YOUR TASK:
Rewrite the records from the start through the line that contains "[[15,78],[32,84],[36,65],[25,54],[11,54]]", changing "grain store building" to "granary" and keeping everything else the same. Leave the pictures out.

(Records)
-------------------------
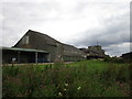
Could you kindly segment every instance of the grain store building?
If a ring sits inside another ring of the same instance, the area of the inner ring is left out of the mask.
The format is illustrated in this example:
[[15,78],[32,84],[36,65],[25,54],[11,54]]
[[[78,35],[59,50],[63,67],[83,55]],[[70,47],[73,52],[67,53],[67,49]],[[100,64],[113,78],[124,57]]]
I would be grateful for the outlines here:
[[105,58],[108,56],[105,54],[105,50],[102,50],[100,45],[88,46],[88,48],[80,48],[80,51],[86,53],[87,59],[89,59],[89,58]]
[[[85,56],[85,53],[79,48],[76,48],[73,45],[63,44],[46,34],[32,30],[29,30],[22,36],[22,38],[20,38],[20,41],[11,48],[12,51],[13,48],[18,50],[15,51],[16,53],[19,53],[19,50],[21,52],[25,51],[24,53],[26,53],[26,55],[28,53],[32,52],[32,54],[29,54],[28,56],[33,57],[30,61],[33,63],[55,62],[55,61],[64,61],[64,62],[81,61],[84,59]],[[4,48],[3,51],[6,52]],[[9,51],[12,52],[11,50]],[[35,53],[38,55],[35,55]],[[26,55],[24,57],[28,57]],[[21,54],[16,54],[16,56],[19,56],[22,59]],[[3,59],[6,57],[3,57]],[[34,61],[34,58],[36,59]],[[29,59],[26,59],[25,62],[29,62]],[[20,61],[20,63],[23,63],[23,61]]]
-------------------------
WORKED SOLUTION:
Could you kindly segment every instance of the granary?
If a ring sits inside another ring of the same instance, the area of the inner ring is left out of the mask.
The format is illustrated in this example:
[[15,78],[32,84],[36,65],[25,54],[11,54]]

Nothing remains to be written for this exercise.